Stored items from a collection:
=====

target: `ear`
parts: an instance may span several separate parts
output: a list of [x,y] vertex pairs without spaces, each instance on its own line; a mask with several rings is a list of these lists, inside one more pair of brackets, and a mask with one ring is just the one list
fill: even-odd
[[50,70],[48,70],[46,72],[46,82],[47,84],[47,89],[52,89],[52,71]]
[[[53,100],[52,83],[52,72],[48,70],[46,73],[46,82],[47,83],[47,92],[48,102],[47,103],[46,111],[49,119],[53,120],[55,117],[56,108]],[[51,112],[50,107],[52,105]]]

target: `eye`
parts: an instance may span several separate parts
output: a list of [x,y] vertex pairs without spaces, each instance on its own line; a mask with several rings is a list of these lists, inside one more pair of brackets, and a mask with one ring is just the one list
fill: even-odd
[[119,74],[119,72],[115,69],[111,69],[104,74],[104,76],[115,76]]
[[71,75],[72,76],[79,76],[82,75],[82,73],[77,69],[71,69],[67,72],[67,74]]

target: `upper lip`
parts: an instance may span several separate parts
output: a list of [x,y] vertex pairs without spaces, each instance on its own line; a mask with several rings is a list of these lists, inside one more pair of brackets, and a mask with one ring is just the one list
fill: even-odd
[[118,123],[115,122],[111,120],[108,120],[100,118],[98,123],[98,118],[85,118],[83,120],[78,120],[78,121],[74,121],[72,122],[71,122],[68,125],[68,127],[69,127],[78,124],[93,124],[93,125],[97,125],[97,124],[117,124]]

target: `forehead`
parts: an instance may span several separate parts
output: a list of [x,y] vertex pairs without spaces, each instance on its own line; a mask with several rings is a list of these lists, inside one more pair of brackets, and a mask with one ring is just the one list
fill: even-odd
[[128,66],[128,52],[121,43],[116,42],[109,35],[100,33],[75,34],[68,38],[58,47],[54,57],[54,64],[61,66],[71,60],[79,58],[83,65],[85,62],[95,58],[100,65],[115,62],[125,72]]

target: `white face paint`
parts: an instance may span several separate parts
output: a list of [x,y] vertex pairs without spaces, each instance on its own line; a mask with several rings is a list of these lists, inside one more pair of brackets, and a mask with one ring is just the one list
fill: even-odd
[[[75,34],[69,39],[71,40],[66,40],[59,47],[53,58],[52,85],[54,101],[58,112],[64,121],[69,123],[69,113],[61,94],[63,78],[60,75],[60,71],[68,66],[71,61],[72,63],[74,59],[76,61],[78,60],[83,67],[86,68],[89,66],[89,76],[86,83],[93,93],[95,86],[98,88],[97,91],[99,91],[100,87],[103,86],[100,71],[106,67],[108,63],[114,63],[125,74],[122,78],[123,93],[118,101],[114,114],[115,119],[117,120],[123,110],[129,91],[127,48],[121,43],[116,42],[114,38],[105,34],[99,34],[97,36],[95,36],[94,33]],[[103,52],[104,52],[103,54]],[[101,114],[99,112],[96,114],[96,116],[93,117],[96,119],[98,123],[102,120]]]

=====

Write out the entries above word for word.

target: `ear`
parts: an instance may span several separate parts
output: a list of [x,y] vertex pairs without spaces, each instance on its own line; a mask with several rings is a list of these lists, inside one more pair of brackets, and a mask with one ring is just the one list
fill: even-odd
[[50,70],[48,70],[46,72],[46,82],[47,84],[47,89],[52,89],[52,71]]
[[[53,100],[52,83],[52,72],[48,70],[46,73],[46,82],[47,83],[47,92],[48,102],[47,103],[46,111],[49,119],[53,120],[55,117],[56,108]],[[51,112],[50,107],[52,105]]]

target: `eye`
parts: an instance may span several separate parts
output: a list of [x,y] vertex pairs without spaces, each instance on its own line; a mask with several rings is a list of these lists, inside one more pair of brackets, and a mask with one ring is just the one list
fill: even-odd
[[119,74],[119,72],[115,69],[111,69],[104,74],[104,76],[115,76]]
[[71,75],[72,76],[79,76],[82,75],[82,73],[77,69],[71,69],[67,72],[67,74]]

target: `upper lip`
parts: an instance may span several separate parts
output: a list of [x,y] vertex pairs without spaces, each instance on its own line; a mask with several rings is a list of these lists, inside one more pair of brackets, and a mask with one ring is just the one list
fill: even-odd
[[118,123],[115,122],[111,120],[108,120],[100,118],[98,123],[98,118],[85,118],[83,120],[78,120],[78,121],[74,121],[72,122],[71,122],[68,125],[68,127],[69,127],[78,124],[93,124],[93,125],[97,125],[97,124],[117,124]]

target: `forehead`
parts: an instance may span several separate parts
output: a list of [x,y] vertex pairs without spaces, each instance on its own line; a mask with several rings is a list of these lists, inside one more pair of brackets, and a mask with one ring is just the one list
fill: even-odd
[[128,66],[128,52],[121,43],[116,42],[109,35],[100,33],[75,34],[68,38],[58,47],[54,57],[54,64],[61,66],[71,60],[79,58],[83,65],[85,62],[95,58],[100,65],[115,62],[125,72]]

target: `white face paint`
parts: an instance may span several separate parts
output: a list of [x,y] vertex pairs without spaces, each instance on its own line; a mask with several rings is a list of these lists, inside one more pair of brackets, and a mask with one ring is just the one list
fill: even-odd
[[[75,34],[69,39],[71,40],[66,40],[59,47],[53,58],[52,85],[54,101],[58,112],[64,121],[69,123],[69,113],[61,94],[63,78],[60,75],[60,71],[68,66],[71,61],[72,63],[74,59],[76,61],[78,60],[83,67],[86,68],[89,66],[89,76],[86,83],[93,93],[95,86],[98,88],[97,91],[99,91],[100,87],[103,86],[100,71],[106,67],[108,63],[114,63],[125,74],[122,78],[123,93],[118,101],[114,114],[115,119],[117,120],[123,110],[129,91],[127,48],[121,43],[116,42],[114,38],[105,34],[99,34],[97,36],[95,36],[94,33]],[[103,52],[104,52],[103,54]],[[101,114],[99,112],[96,114],[96,116],[93,117],[96,119],[98,123],[102,120]]]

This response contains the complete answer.